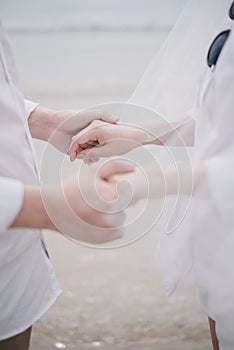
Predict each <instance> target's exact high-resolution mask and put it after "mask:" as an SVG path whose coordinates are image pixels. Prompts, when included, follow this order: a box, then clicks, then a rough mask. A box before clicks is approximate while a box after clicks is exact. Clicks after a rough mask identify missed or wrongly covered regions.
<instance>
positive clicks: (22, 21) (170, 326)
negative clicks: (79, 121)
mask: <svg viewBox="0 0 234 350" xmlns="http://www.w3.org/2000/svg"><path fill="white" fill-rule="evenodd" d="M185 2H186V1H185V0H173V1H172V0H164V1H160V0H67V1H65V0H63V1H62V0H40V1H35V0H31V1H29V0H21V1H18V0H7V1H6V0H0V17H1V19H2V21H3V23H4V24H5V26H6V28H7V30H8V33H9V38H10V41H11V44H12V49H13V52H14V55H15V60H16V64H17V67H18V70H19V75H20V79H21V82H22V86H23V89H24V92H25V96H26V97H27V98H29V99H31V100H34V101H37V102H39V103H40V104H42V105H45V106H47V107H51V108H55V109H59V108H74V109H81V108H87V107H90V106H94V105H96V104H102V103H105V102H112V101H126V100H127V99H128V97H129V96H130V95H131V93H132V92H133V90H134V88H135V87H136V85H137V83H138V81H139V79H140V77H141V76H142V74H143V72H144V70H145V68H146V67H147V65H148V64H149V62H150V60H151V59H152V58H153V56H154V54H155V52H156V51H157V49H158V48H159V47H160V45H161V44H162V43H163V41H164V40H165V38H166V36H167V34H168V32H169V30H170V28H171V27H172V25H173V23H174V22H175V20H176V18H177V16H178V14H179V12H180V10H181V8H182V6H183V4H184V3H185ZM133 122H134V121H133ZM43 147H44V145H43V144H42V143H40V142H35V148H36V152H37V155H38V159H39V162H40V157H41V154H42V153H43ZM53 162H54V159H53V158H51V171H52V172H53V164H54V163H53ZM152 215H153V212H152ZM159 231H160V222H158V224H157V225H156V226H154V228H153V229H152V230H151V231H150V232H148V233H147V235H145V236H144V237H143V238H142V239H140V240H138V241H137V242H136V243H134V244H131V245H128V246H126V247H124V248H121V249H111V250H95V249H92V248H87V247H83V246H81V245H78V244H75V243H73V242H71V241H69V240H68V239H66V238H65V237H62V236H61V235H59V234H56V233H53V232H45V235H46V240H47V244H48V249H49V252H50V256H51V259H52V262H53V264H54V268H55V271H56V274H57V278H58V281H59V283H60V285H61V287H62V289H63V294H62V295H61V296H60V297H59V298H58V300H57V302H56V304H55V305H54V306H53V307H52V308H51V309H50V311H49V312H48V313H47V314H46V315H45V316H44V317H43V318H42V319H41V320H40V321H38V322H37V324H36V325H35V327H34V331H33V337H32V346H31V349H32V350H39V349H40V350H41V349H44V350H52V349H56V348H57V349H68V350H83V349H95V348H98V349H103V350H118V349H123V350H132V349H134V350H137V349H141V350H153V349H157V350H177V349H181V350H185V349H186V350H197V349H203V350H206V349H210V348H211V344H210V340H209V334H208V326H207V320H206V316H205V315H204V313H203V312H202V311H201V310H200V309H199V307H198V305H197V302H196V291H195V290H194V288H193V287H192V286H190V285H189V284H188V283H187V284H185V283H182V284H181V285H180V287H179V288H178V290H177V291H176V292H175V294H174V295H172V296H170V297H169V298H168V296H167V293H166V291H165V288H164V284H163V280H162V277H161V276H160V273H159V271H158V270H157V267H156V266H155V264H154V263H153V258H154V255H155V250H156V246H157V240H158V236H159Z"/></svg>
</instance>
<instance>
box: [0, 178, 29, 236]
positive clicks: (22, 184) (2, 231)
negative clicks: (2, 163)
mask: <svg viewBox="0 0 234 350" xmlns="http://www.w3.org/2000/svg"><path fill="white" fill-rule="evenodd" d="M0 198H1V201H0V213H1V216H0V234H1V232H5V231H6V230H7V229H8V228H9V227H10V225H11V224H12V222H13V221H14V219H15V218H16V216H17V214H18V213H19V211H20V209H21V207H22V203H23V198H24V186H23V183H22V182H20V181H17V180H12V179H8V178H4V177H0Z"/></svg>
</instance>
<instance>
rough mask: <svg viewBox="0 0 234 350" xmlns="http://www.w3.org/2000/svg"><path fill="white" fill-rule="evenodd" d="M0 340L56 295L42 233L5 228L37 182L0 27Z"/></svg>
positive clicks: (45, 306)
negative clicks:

◇ ◇ ◇ ◇

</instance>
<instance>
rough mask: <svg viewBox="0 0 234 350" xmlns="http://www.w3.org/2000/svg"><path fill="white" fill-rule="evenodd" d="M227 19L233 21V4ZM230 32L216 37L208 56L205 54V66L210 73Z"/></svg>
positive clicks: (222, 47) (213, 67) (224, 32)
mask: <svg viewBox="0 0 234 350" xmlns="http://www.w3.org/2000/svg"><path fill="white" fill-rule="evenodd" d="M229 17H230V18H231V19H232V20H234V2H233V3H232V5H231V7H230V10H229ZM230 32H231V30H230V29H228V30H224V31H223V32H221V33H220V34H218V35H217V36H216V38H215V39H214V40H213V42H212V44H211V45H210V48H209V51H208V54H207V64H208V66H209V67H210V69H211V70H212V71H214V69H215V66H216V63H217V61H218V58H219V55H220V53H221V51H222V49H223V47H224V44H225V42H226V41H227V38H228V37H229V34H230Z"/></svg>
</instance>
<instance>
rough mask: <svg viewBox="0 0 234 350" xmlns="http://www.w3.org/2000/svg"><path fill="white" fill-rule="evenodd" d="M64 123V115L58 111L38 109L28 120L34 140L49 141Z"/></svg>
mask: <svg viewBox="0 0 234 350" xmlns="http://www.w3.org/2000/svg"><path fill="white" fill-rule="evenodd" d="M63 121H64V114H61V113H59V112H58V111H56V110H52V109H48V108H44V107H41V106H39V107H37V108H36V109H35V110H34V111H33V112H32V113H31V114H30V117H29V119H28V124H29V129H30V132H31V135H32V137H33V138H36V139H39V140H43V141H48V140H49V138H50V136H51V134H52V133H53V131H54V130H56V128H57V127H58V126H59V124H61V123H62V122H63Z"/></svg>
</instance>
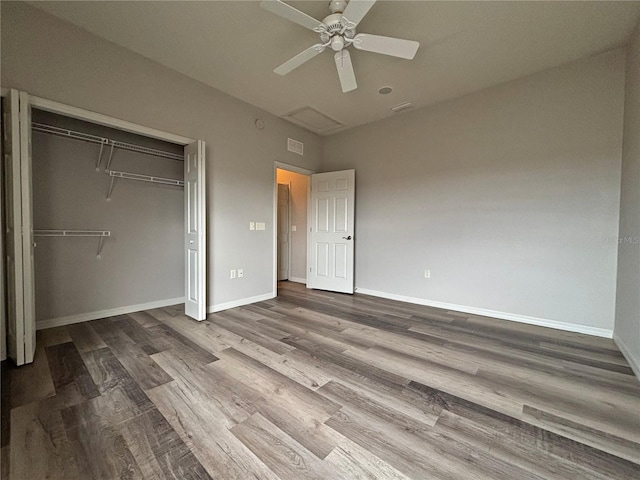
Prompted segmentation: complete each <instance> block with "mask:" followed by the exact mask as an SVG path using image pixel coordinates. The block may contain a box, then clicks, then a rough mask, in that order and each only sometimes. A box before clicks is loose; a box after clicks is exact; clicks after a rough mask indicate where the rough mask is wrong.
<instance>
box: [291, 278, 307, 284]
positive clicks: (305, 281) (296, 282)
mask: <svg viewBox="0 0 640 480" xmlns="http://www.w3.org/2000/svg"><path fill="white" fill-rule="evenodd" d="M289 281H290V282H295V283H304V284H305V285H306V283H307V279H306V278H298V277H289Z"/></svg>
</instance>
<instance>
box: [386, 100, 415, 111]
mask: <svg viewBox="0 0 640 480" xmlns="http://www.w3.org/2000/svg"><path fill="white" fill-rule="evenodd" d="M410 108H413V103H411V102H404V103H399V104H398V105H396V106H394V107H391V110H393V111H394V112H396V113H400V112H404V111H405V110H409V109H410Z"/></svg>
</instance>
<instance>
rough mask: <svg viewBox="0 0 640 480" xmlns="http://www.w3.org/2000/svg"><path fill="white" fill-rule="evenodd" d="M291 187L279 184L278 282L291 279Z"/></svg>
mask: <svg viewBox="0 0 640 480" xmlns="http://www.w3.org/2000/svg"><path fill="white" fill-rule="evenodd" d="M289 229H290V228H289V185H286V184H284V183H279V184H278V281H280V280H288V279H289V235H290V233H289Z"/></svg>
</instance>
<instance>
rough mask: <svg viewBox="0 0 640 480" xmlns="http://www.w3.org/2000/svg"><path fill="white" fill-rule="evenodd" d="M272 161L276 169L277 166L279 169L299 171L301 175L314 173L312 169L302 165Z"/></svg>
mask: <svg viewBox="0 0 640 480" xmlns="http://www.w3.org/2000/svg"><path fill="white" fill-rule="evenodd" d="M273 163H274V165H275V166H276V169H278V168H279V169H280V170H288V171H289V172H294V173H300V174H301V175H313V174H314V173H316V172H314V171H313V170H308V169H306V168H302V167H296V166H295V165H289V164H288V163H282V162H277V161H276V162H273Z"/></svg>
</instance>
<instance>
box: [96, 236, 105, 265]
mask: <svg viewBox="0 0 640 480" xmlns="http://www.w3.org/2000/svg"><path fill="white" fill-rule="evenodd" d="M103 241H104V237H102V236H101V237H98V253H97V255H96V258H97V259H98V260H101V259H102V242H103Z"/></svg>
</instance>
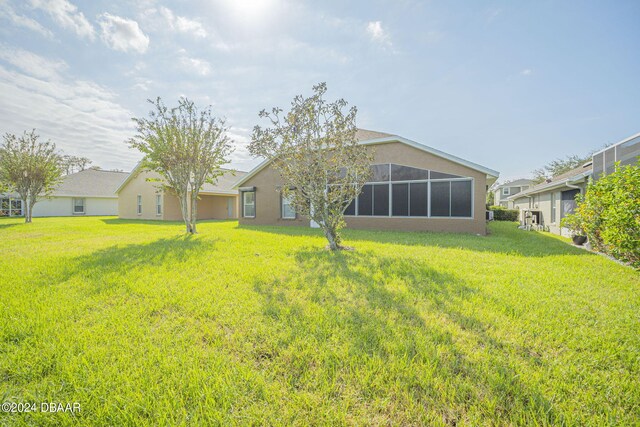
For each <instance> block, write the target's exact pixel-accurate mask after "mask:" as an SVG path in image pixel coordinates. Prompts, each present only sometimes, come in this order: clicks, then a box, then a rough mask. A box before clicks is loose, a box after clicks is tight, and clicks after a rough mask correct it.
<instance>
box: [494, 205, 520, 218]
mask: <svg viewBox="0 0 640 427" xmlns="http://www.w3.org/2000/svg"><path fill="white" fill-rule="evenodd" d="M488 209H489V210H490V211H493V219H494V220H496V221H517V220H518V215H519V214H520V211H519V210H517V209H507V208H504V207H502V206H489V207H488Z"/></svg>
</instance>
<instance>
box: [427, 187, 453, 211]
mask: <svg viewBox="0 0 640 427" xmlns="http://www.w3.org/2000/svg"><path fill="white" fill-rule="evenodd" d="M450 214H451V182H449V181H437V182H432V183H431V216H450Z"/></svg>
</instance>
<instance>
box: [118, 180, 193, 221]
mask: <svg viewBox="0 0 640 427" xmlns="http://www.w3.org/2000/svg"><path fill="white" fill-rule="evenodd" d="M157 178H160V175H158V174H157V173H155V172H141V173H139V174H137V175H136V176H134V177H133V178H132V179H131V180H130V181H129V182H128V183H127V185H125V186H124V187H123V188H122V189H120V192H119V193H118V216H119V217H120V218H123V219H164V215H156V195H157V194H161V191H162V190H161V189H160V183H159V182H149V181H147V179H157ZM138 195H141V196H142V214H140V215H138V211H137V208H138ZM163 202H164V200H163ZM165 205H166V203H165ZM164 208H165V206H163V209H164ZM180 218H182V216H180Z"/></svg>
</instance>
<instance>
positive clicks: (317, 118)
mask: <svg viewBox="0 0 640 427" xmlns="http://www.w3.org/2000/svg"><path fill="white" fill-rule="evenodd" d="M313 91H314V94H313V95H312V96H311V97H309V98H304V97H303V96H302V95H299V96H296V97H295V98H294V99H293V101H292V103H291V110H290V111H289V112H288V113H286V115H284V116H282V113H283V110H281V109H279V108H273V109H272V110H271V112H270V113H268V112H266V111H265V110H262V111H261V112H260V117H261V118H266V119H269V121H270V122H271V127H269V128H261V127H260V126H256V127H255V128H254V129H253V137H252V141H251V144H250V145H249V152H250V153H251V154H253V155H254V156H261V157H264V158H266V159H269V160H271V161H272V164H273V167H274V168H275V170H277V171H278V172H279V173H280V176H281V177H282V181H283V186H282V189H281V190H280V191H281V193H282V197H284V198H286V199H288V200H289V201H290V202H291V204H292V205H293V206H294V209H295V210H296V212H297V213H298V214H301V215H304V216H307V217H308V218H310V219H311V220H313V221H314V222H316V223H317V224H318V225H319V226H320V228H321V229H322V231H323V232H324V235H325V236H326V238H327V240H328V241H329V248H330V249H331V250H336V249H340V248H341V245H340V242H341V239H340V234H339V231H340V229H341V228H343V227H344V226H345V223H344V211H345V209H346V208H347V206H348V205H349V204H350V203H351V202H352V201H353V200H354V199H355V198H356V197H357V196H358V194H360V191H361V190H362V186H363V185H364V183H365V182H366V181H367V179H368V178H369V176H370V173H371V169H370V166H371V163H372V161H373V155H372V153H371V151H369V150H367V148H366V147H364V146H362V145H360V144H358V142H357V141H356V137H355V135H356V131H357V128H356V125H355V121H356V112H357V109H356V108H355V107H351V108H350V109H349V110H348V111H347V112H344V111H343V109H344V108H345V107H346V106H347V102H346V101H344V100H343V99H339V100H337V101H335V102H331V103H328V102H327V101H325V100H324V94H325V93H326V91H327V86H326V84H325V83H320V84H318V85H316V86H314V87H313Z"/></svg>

◇ ◇ ◇ ◇

TASK STATEMENT ▸ Give again exactly, and only, the lines above starting at the one with "Predict each <instance>" and ending at the one with "positive clicks: (22, 21) (170, 326)".

SOLUTION ▸
Predict each <instance> target's exact high-resolution mask and put it after "mask:" as an SVG path whose coordinates are image pixels. Prompts, when included, follow this order: a box, then clicks, then a rough mask. A box before clicks is approximate while a box after clicks is exact. Clicks after a rough mask identify missed or wrongly covered regions.
<instance>
positive clicks: (22, 21) (170, 326)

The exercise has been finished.